### WORK TO BE COMPLETED
Please set down each line of the material exactly.

SOURCE MATERIAL Start Marker

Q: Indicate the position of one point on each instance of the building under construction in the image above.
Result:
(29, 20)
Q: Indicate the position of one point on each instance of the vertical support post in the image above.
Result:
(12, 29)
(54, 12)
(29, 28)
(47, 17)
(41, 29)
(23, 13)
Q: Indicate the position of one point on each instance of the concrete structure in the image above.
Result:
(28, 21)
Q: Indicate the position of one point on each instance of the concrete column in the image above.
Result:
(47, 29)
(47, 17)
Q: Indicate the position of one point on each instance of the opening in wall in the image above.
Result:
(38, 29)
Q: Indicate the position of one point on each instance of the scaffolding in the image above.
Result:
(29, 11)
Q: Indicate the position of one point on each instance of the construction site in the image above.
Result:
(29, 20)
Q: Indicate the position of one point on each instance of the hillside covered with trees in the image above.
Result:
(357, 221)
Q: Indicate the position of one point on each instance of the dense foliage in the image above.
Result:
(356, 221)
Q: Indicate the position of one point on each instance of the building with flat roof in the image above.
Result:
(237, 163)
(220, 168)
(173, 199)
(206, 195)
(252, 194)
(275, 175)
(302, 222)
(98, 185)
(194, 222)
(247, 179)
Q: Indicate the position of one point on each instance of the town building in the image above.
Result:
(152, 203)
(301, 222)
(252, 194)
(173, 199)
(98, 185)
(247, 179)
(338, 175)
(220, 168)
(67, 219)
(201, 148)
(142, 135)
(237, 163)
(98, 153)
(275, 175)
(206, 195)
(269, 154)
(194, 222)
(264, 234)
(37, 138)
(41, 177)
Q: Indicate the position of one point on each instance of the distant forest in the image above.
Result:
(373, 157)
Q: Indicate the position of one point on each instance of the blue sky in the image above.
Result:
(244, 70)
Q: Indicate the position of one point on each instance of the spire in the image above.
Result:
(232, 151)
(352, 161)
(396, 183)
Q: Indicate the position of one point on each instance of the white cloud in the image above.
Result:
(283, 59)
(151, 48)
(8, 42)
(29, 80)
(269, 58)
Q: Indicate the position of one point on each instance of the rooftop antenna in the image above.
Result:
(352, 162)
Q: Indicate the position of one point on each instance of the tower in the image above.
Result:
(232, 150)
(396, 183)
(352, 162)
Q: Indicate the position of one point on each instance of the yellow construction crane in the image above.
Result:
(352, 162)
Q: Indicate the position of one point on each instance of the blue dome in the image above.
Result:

SOURCE MATERIAL End Marker

### REPLY TO THE TASK
Q: Indicate the position of one point on each instance of the building under construction in the image above.
Result:
(29, 20)
Q: Indicate the position of one point on each instance of the vertical support post in the image above.
Result:
(12, 29)
(54, 12)
(29, 28)
(47, 17)
(41, 29)
(23, 13)
Q: Indicate the position of one point on each instance of the concrete structure in the image above.
Result:
(28, 21)
Q: Indicate the position of one point on each instance of the concrete column in the image above.
Result:
(47, 29)
(47, 17)
Q: Indicate the position of one point on each instance of the opening in wall in the image above.
Result:
(38, 29)
Q: Indicate the position of one point on each instance of the scaffolding in the image above.
Result:
(29, 11)
Q: Indicate the position of one point on each instance of the construction site in the image above.
Result:
(29, 20)
Q: Indicate the position of one point on each instance of the hillside covered with trees in the image above.
Result:
(357, 221)
Q: Indicate the position of one point on each instance of the dense foliage in the image above.
Result:
(356, 221)
Q: Indicate the position of one point on each instance of the building with flat roof in the image above.
Result:
(237, 163)
(220, 168)
(173, 199)
(206, 195)
(252, 194)
(275, 175)
(302, 222)
(98, 185)
(194, 222)
(247, 179)
Q: Indicate the position of one point on each instance of the town building in the image above.
Result:
(152, 203)
(301, 222)
(252, 194)
(173, 199)
(98, 185)
(247, 179)
(338, 175)
(220, 168)
(67, 219)
(201, 148)
(142, 135)
(237, 163)
(98, 153)
(275, 175)
(206, 195)
(269, 154)
(194, 222)
(264, 234)
(37, 138)
(41, 177)
Q: Indicate the position of one point on each instance of the distant forest in the image above.
Result:
(373, 157)
Q: Indicate the position of one point on each instance of the blue sky in the image above.
Result:
(244, 70)
Q: Indicate the position of one point on each instance of the spire in the image above.
Result:
(232, 151)
(352, 161)
(396, 183)
Q: Indicate the position of one point on each instance of the white cloud in the image above.
Result:
(283, 59)
(151, 48)
(8, 42)
(29, 80)
(269, 58)
Q: Indicate the position of one point on each instance of the rooftop antenna in the image above.
Result:
(352, 162)
Q: Indicate the position of one point on each instance of the tower in the image above.
Result:
(232, 150)
(396, 183)
(352, 162)
Q: Indicate the position of one point on each instance of the yellow construction crane in the image above.
Result:
(352, 162)
Q: Indicate the position of one point on each instance of the blue dome in the image above.
Result:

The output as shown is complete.